*SHORT TASK*:
In the lines below, swap every "one marker" for "one dot" and give the lines back with nothing else changed.

=== GIVEN INFORMATION ===

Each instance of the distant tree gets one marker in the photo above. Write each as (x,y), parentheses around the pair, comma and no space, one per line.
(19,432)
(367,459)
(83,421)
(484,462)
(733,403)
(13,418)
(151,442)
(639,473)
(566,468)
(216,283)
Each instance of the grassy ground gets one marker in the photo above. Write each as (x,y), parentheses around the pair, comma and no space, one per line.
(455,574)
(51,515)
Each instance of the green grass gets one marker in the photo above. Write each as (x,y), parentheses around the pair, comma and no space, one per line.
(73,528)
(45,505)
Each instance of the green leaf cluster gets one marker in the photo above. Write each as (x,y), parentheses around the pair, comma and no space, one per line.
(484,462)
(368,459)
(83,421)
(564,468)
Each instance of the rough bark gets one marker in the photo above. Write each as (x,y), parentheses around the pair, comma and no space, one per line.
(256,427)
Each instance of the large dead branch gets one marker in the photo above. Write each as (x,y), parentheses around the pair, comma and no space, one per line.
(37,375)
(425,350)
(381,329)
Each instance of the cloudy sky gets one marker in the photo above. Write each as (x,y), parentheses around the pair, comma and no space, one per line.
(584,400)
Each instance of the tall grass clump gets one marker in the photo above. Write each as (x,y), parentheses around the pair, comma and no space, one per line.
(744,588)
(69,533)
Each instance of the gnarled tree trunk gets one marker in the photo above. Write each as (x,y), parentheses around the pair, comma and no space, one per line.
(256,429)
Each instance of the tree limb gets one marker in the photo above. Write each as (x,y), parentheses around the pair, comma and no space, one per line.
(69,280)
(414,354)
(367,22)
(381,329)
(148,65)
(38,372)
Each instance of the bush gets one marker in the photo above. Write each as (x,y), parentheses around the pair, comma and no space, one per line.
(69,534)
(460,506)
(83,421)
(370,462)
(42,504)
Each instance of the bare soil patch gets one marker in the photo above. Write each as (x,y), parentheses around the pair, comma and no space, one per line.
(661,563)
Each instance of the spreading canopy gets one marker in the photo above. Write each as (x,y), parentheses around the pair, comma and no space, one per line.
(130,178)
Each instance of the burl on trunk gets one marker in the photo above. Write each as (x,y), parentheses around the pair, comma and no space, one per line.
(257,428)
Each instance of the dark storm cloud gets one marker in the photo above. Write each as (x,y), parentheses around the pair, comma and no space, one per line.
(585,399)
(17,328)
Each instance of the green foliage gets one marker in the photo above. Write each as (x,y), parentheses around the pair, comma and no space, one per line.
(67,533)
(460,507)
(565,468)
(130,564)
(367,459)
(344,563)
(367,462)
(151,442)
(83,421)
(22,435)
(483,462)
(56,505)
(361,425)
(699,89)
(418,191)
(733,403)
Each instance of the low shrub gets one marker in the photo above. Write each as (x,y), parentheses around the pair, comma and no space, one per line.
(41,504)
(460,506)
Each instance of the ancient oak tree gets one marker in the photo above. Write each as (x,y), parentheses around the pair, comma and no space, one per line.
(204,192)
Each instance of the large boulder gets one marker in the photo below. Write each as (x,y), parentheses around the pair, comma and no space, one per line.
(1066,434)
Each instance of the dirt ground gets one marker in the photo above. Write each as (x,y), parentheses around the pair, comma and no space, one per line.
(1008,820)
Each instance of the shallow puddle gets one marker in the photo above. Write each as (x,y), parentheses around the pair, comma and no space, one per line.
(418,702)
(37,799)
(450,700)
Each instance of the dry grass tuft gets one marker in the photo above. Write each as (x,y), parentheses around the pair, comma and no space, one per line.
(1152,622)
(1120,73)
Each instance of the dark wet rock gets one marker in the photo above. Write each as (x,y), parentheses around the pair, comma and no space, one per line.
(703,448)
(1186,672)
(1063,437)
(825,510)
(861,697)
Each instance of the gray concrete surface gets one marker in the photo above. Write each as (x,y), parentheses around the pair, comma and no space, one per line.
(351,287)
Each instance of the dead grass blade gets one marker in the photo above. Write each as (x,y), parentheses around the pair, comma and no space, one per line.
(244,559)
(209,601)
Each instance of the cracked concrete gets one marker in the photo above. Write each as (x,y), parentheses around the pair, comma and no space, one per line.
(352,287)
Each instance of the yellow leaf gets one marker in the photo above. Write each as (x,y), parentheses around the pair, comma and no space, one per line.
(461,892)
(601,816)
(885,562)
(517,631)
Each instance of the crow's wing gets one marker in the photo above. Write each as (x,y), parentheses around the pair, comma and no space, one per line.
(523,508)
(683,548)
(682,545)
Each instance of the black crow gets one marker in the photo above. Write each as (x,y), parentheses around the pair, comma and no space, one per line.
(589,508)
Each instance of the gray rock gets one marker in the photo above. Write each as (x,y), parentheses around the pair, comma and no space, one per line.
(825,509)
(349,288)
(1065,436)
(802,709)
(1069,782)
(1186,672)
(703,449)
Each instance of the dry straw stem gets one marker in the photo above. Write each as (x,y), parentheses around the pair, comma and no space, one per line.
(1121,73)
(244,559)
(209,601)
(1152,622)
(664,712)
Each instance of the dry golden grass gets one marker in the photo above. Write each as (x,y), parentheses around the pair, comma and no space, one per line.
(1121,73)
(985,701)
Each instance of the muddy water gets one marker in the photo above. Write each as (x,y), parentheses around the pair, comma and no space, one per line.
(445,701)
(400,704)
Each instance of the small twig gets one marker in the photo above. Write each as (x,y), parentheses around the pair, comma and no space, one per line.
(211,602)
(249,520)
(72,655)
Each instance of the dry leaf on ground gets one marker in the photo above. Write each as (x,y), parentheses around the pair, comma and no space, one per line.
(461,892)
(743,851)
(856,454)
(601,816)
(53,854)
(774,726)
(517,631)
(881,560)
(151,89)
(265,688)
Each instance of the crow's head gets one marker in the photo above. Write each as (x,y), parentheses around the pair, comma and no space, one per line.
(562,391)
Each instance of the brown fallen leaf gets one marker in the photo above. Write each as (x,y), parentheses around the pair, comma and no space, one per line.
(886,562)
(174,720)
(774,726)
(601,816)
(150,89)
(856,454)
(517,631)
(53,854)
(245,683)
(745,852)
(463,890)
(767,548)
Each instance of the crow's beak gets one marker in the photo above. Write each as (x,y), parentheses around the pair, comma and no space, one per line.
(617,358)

===

*REPLY*:
Each instance of the distant tree gets one dot in the photo above. Write each as (x,y), parentheses around the pair, comma and no space, one per line.
(19,432)
(367,459)
(83,421)
(484,462)
(733,403)
(13,418)
(151,442)
(639,473)
(566,468)
(216,283)
Each instance of the grassy ground gets one dot in the photo above. Write each as (x,y), parentheses around the pair, comma and no space, one per line.
(455,574)
(51,515)
Each instance of the green grass gets one dot in the photo above. Write each as (x,y), parentheses around the pair, comma and no space, one per line.
(73,528)
(45,505)
Each instance of the green leaf cluster gets one dot in the photo above. Write each as (x,y), parentheses around the pair, comma and no space, one per line.
(484,462)
(368,459)
(83,421)
(564,468)
Each instance of the rough bark gets one dot in the photo above. Write each as (x,y), parentheses around the pair, comma and no space, one per line.
(256,427)
Each instance of the large dead branch gets one dot in the photo above. Write each as (x,y), parentheses around the pair, comma and no space, one per line.
(37,375)
(425,350)
(381,329)
Each instance of the cloudy sky gets one dot in the photo above. Write each as (x,y), parentheses around the pair, comma and no space, one per line.
(584,400)
Each instance of the tall grass clump gets one dot in the photo above. Write each as (x,y), parentheses around the pair, comma and no space, one per line.
(744,588)
(69,533)
Each instance of the gnarled tree trunk gets one dot in the photo above. Write each as (x,y), parentheses around the pair, comma and no space, one per line.
(256,429)
Each instance of the tree limb gets one dot in the photo above. Write each as (x,y), parentheses around the pair, comma and no space, one per line.
(69,280)
(414,354)
(367,22)
(381,329)
(148,65)
(38,372)
Each instance of the bush gets one dot in the photo above. Write each as (x,y), parentheses around the pair, comma and no space, one per line.
(69,534)
(460,506)
(83,421)
(370,462)
(42,504)
Each instance of the bare soil patch gets one dot in the photo above. Write each as (x,y), parentheses around the pair, comma and no space, one per line.
(661,563)
Each instance of the spreading canopy gets one dot in the photo above. Write each as (x,y), parentheses around the pair, comma and no space, one per line.
(130,178)
Each instance of the burl on trunk gets one dot in the photo above. Write each as (x,y), parentheses around the pair, comma and no space, one per line.
(257,428)
Each instance of the dark storm cloud gets one dot in the photo above. Write each as (x,y), parentheses around the pair, comma and no space, one per line.
(585,399)
(17,328)
Each instance of the green foliage gets one dot in the photo above. Write each as (x,y), parentheses around the pair, comma and no space, one per line.
(67,533)
(460,507)
(565,468)
(130,564)
(367,459)
(344,563)
(367,462)
(151,442)
(83,421)
(22,435)
(483,462)
(56,505)
(361,425)
(699,89)
(418,191)
(733,403)
Each instance of the low shrub gets one dot in the photo above. Write each as (x,y), parentheses around the pair, comma and no space, one per line.
(41,504)
(460,506)
Each instance of the ancient oak tree gets one dot in the photo above. Write each as (x,y), parentheses around the pair, comma and no space, one per line.
(204,192)
Each instance of the large boulder gets one dot in the photo below. Write each as (x,y), parentheses around the pair, comma and no space, one per line.
(1066,434)
Each instance of the dirt ground gets one dot in the photo above. Write each as (x,y), parentheses around the pair, comma and no space, one per line.
(1008,820)
Each instance of the shallow puddle gets one dot in the photo above. Write each as (x,y), parentheses around the pair, comma and no space, one per line.
(418,702)
(37,799)
(450,700)
Each instance of the dry grass tuft gets one dot in the photo above. Write each as (x,y), parentheses around the pair, comma and no space, one per line.
(1152,622)
(1120,73)
Each instance of the dark wet rock gets one dot in the photo above. Write each as (x,y), parentheses around the pair, comma and no space, one per line.
(703,448)
(1186,672)
(1063,437)
(825,510)
(861,697)
Each instance of the gray concrete surface gets one dot in the photo above. Write each as (x,y), parentheses around the pair, comma and no space, one per line.
(351,287)
Each instance of the dead grass blade gets one dot in the photo above. Write each as (x,y), parentheses around the pair, comma and no space, one per line.
(244,559)
(209,601)
Each instance of the cracked concrete gets one dot in the photo above. Write each as (x,y), parentheses around the pair, comma and no space, one per line.
(352,287)
Each instance of the yellow leaf gets one dot in the photo above. Write each as (x,y), parentheses around the pair, comma and no space, one per line.
(461,892)
(601,816)
(885,562)
(517,631)
Each instance of the crow's wing gets one dot in the photo above. Write each as (x,y), parentheses around the pair, comma and no space, one per line.
(523,508)
(683,548)
(682,545)
Each instance of the black crow gets one dot in the photo above. Write each as (x,y), parentheses around the pair, comma and no space, one per line.
(589,508)
Each instance of the gray rock gets one dot in the photo above. Write each as (x,y), parentheses around the pair, comma and no space, one per line.
(825,509)
(349,288)
(1065,436)
(802,709)
(1069,782)
(1186,672)
(703,449)
Each instance of the dry straw stem gets one dot in the photo above. Write each as (x,y), parentheses around the pair, comma and no space, one per line.
(1121,73)
(244,559)
(209,601)
(1152,622)
(664,712)
Each instance of the dry golden grass gets one dot in the photo above. Write each as (x,y), parentheses around the pair, comma and no space, one per line.
(1121,73)
(985,701)
Each instance of the muddy water gets one dot in the photo above. Write each as (x,y), parentheses around the pair, comma and no space, one per line.
(445,701)
(400,704)
Each instance of the small twig gets one dot in the photo above. Write each as (x,y), parentheses around the pair, comma and no space, one per line.
(211,602)
(249,520)
(72,655)
Each instance of the dry leaf on ground gets one dot in the photo above. Write each as (x,y), parentheses around the pair, comma and no space, one per line.
(461,892)
(743,851)
(856,454)
(601,816)
(53,854)
(774,726)
(517,631)
(881,560)
(151,89)
(265,688)
Each instance of the crow's head gets one dot in the photo above. Write each as (x,y), parentheses around the pair, comma and no space, one per line.
(562,391)
Each instance of the brown fallen leaf gets one dot in the photo above. Write each as (x,y), parentheses around the pair, comma and no space, one per line.
(886,562)
(174,720)
(774,726)
(601,816)
(150,89)
(856,454)
(517,631)
(53,854)
(245,683)
(745,852)
(463,890)
(767,548)
Each instance of the crow's beak gets one dot in the photo above. Write each as (x,y), parentheses around the pair, comma and no space, one per line.
(617,358)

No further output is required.